__Texte source__
○ ○ ○ ○ ○
La rapidité d’installation et la densité de la végétation du phragmite en fait un concurrent redoutable pour la flore indigène. Cependant, bien que très homogène au niveau de la flore, à certains endroits on peut pratiquement parler de monoculture, les aires couvertes de phragmite ne sont des déserts écologiques au niveau de la faune bien que la diversité y est très réduite, ce qui rend les traitements chimiques non souhaitables.
Bien que le phragmite soit une plante extrêmement compétitive, celle-ci a des points faibles sur lequel il faut capitaliser.
Premièrement, la plante, pour se reproduire par ses graines, nécessite d’une saison très longue arriver à maturité. Un fauchage au cours de l’été est suffisant pour éliminer les épis en formation. La repousse n’aura pas le temps de refaire le cycle de reproduction par les graines. Les graines sont le principal vecteur de colonisation pour les longues distances.
Deuxièmement, la plante est très peu compétitive à l’ombre. La plante n’entre jamais dans une forêt où le couvert végétal est dense. La plante a besoin d’un développement végétatif important pour optimiser son activité de photosynthèse propice à développer des réserves et produire des stolons et des rhizomes.
Selon un chercheur de l’Université Laval, il serait théoriquement possible d’éliminer le phragmite par un fauchage très fréquent où la partie végétative serait réduite au minimum. Cependant, en réalité à cause de la nature des endroits où le phragmite prolifère (milieux humides), il est difficilement envisageable d’avoir un contrôle mécanique à grande échelle.
○ ○ ○ ○ ○
__Enregistrements fournis__

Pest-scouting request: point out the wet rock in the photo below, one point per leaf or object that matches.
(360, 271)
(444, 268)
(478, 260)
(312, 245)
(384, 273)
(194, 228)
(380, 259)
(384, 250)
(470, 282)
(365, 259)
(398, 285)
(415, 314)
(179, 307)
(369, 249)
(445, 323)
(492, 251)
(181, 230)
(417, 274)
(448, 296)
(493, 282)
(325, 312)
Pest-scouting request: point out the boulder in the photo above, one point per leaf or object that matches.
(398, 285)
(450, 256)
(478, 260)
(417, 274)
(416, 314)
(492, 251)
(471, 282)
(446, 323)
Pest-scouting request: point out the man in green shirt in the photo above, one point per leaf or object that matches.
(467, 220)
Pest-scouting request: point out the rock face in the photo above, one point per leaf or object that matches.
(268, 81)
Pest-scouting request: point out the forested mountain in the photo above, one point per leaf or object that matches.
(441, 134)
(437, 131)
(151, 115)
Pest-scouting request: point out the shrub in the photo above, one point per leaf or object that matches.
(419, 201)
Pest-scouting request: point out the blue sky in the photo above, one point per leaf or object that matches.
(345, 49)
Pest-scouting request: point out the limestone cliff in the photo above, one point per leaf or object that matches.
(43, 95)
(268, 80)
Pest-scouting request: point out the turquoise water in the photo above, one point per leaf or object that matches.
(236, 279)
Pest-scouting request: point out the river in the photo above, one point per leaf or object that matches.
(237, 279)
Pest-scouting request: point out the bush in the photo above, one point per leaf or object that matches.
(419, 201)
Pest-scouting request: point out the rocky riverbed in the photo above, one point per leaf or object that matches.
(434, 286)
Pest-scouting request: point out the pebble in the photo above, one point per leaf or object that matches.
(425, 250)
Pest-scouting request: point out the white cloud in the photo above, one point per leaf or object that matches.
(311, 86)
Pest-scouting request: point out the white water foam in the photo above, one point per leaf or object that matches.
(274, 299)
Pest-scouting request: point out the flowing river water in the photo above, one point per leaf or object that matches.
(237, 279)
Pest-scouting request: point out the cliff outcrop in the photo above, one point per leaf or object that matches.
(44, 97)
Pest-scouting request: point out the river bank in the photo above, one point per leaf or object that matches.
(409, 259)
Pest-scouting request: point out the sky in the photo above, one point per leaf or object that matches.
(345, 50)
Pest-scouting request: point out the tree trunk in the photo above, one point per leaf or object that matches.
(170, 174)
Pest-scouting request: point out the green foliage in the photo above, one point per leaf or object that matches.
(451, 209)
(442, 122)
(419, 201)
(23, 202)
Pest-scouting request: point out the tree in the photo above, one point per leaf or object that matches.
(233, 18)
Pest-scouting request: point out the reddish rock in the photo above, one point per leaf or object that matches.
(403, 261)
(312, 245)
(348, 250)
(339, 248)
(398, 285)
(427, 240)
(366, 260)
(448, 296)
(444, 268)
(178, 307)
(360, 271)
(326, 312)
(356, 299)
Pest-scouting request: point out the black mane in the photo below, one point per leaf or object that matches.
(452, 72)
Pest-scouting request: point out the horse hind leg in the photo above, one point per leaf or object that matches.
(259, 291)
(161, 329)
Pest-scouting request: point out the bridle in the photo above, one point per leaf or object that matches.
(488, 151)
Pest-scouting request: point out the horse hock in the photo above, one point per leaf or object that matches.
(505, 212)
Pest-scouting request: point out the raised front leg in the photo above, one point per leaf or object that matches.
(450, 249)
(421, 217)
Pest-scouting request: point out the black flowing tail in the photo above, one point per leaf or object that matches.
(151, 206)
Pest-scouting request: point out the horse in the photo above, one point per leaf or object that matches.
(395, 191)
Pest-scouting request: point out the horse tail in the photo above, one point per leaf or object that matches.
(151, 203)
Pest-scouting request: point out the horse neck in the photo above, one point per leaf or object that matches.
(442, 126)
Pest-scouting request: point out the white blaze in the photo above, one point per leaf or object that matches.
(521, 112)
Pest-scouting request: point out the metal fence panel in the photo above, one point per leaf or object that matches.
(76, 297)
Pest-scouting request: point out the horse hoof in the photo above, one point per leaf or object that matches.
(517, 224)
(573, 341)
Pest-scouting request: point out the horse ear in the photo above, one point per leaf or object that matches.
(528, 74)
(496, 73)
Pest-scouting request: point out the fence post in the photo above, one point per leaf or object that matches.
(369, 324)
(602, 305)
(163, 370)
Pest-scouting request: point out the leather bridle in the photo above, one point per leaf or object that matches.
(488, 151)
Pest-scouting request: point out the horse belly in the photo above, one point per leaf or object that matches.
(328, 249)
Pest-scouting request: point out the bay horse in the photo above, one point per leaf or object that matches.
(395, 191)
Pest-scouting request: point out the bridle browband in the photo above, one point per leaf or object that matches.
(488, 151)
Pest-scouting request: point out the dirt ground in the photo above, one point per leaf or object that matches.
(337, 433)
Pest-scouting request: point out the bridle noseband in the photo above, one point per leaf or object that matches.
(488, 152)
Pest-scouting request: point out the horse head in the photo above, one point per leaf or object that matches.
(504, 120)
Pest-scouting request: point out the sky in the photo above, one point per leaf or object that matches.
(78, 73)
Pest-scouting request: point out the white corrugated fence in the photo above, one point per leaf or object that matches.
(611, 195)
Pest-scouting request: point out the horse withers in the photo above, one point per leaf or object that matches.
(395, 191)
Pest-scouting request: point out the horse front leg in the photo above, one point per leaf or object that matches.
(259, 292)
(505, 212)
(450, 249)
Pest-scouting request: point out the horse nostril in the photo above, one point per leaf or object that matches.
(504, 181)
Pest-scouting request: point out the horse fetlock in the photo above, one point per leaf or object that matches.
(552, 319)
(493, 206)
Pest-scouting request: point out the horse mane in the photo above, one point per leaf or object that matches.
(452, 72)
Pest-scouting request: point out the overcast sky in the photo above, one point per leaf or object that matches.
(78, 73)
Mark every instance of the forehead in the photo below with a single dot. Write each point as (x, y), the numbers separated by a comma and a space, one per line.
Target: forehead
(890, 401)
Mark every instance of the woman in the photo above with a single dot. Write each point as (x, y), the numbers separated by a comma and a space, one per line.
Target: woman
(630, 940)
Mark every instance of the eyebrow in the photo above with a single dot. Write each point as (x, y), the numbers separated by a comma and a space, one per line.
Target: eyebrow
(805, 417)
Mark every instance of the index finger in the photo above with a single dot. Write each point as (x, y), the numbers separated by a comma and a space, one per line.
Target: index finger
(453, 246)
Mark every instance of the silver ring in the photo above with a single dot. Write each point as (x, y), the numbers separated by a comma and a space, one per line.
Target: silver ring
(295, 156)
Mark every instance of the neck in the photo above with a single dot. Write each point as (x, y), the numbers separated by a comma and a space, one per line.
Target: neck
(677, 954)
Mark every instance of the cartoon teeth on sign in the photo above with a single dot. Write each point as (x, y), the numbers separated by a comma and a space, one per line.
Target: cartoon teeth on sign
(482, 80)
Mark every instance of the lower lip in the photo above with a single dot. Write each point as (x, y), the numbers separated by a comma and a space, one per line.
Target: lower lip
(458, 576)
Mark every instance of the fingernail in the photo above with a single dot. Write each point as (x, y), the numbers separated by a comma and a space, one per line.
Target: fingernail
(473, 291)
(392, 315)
○ ○ ○ ○ ○
Reprenez le texte sur le phragmite à la fin de sa dernière phrase et poursuivez-le.

__Réponse__
Les chercheurs sont d’accord pour affirmer que la solution idéale pour contrôler le phragmite est l’utilisation combinée de plusieurs actions de perturbation du phragmite et de son environnement.
Dans notre programme de lutte, les perturbations sont de trois ordres :
v Perturbation au niveau du sol
v Perturbation au niveau végétatif
v Implantation d’espèces à croissance rapide qui pourront, avec des actions de soutiens, faire compétition au phragmite
La Métairie de Longueuil dispose d’un terrain de 4 hectares où ses activités de formation en horticulture se poursuivent au cours de la belle saison. Les activités de jardinage ont débuté en 2005. Sur des photos prises en 2005 et 2006, on note que la présence de phragmite y est négligeable. En 2012, à plusieurs endroits l’infestation y est extrêmement sévère. Un premier fauchage a été réalisé à la fin du mois d’août 2012. Au cours de la saison 2013, d’autres fauchages devront être réalisé sur l’ensemble du périmètre de la Métairie afin de contrôler la production de graines. De plus la tonte des surfaces adjacentes à la parcelle devra se faire de façon récurrente.
En plus d’un protocole général visant à contrôler la colonisation du phragmite sur l’ensemble de la superficie de la Métairie, deux parcelles expérimentales seront mises sur pieds avec pour objectifs :
- Éradication du phragmite dans une parcelle, moyennement infestée, par sa remise en culture utilisant les techniques de labours/hersages, faux semis, engrais verts étouffants et cultures sarclées
- Éradication d’autres plantes envahissantes présentes sur la parcelle plus particulièrement le chiendent et la prêle
- Contrôle et éradication progressive du phragmite sur une parcelle sévèrement infestée utilisant des techniques mécaniques d’entretien/contrôle et l’utilisation de techniques agro forestières (plantation de haies de saules (Salix) et/ou d’aulnes rugueux)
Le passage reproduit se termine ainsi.